__TEKST ŹRÓDŁOWY__
----

Klara to młoda dziewczyna, która skupia się przede wszystkim na studiach. Nie szuka wrażeń i raczej stroni od hucznych zabaw i przygód na jedną noc. Jej życie diametralnie się zmienia, gdy spóźniona wpada do rodzinnego domu i tam poznaje tajemniczego Aleksandra Daliszewskiego. Mężczyzna mocno ją zaintrygował swoją skrytością i przeszywającymi, szarymi oczami. Jakie tajemnice skrywa nieznajomy? Czy ta znajomość się pogłębi? Jakie decyzje podejmie Klara, by zawalczyć o szczęście?
Klaudia wygrała konkurs na wydanie książki w wydawnictwa We Need YA. Na początku nie byłam do tego przekonana, ponieważ bałam się, że to może być kolejna autorka jednej powieści. Jednak potem śledząc nowości dość często widziałam kolejne książki spod pióra tej autorki. Więc wreszcie wypadałoby się z nimi zapoznać. Oczywiście musiałam ponieść klęskę, ponieważ nie sprawdziłam, że Ocalało tylko serce to kolejny tom serii. Na szczęście nie trzeba ich czytać po kolei chociaż pewne spojlery się w niej pojawiły. No ale mówi się trudno
Książka od samego początku bardzo przypadła mi do gustu, Czytało mi się ją bardzo szybko i z wielką przyjemnością śledziłam poczynania bohaterów. Spodobało mi się to, że mamy tutaj dwie perspektywy i dzięki temu można historię jeszcze lepiej zrozumieć. Mimo lekkiego pióra i stylu, powieść nie jest prosta i przyjemna. Przeszłość bohaterów jest naprawdę trudna i nie dziwię się, że postępowali tak a nie inaczej, chociaż czasami miałam ochotę nimi potrząsnąć. Jednak nie powodowało to, że odbierałam postacie jakoś mocno negatywnie, a nawet ich polubiłam.

----

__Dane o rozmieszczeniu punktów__
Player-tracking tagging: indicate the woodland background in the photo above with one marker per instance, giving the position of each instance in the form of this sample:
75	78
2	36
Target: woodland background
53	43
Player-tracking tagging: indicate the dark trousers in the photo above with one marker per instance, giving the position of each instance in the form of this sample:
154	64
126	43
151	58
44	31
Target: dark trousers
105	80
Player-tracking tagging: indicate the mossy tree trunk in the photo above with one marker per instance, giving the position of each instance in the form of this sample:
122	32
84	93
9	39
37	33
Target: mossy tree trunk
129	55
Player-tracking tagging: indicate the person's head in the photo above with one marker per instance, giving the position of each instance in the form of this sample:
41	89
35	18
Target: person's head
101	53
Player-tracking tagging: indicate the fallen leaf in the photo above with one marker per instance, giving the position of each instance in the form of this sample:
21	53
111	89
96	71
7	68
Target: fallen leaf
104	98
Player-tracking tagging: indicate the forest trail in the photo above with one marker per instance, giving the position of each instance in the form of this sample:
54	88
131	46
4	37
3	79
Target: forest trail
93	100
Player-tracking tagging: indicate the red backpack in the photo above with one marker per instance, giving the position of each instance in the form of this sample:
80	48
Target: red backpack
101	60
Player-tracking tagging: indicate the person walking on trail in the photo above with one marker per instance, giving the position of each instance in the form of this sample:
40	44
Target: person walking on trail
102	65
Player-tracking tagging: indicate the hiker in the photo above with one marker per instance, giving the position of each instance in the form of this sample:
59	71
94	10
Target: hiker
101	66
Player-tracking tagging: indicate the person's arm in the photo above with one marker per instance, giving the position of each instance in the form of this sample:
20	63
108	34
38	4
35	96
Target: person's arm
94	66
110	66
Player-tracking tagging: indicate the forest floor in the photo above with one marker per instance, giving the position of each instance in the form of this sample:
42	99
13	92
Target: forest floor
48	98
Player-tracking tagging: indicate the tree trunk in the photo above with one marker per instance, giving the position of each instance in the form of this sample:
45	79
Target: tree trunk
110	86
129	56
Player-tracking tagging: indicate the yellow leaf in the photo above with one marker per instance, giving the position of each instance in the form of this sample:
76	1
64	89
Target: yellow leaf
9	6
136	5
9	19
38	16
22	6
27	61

----

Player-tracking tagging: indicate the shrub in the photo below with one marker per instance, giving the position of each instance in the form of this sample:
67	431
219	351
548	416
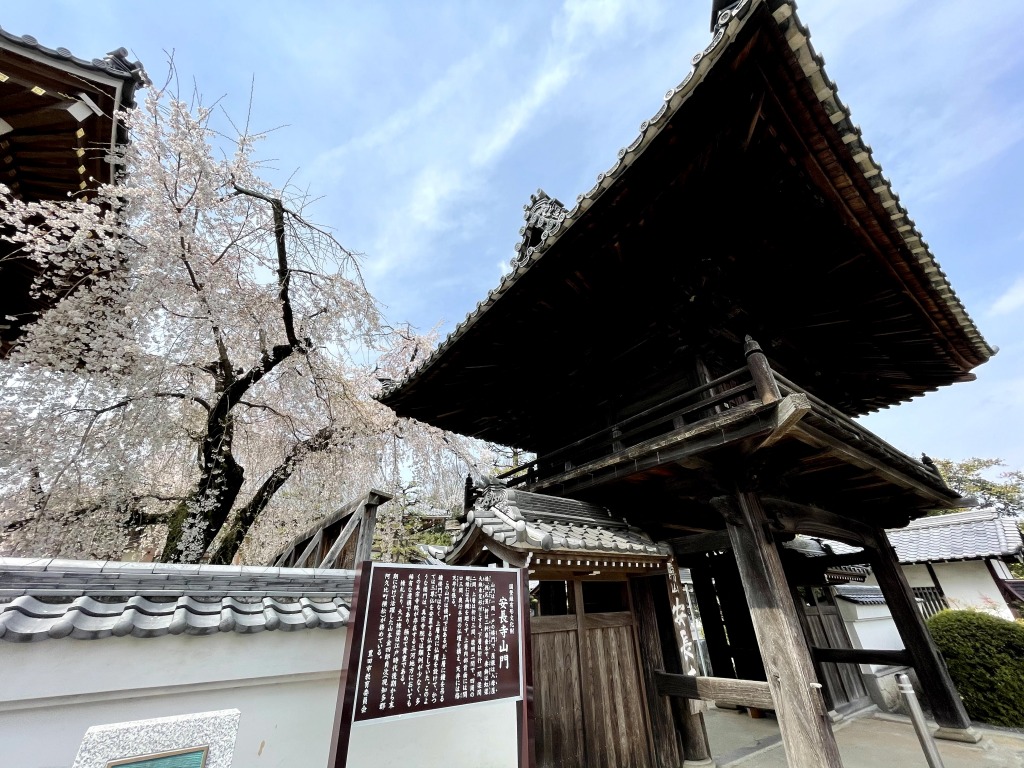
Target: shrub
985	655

----

__ZADANIA__
1 > Odpowiedz na pytania do recenzji powyżej, oznaczając odpowiedzi tymi samymi literami:
(a) Kogo Klara poznaje w rodzinnym domu?
(b) Czym jest „Ocalało tylko serce” w ramach serii?
(c) Ile perspektyw ma powieść?
2 > Proszę powtórzyć dosłownie fragment recenzji od słów „Klara to młoda” do słów „zawalczyć o szczęście?”.

__ODPOWIEDZI DO ZADAŃ__
1 >
(a) Aleksandra Daliszewskiego.
(b) Kolejnym tomem serii.
(c) Dwie.

2 >
Klara to młoda dziewczyna, która skupia się przede wszystkim na studiach. Nie szuka wrażeń i raczej stroni od hucznych zabaw i przygód na jedną noc. Jej życie diametralnie się zmienia, gdy spóźniona wpada do rodzinnego domu i tam poznaje tajemniczego Aleksandra Daliszewskiego. Mężczyzna mocno ją zaintrygował swoją skrytością i przeszywającymi, szarymi oczami. Jakie tajemnice skrywa nieznajomy? Czy ta znajomość się pogłębi? Jakie decyzje podejmie Klara, by zawalczyć o szczęście?